Work task -
Could you write out the listing below again, exactly?

═══ Provided information

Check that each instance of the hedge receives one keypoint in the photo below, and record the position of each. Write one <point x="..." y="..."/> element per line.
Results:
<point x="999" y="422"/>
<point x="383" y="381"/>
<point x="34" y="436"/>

══════

Output of the exercise -
Check that each instance of the hedge receives one keypoint in the photo below, and record the position of each. Write one <point x="..." y="..."/> element per line.
Results:
<point x="999" y="422"/>
<point x="383" y="381"/>
<point x="34" y="436"/>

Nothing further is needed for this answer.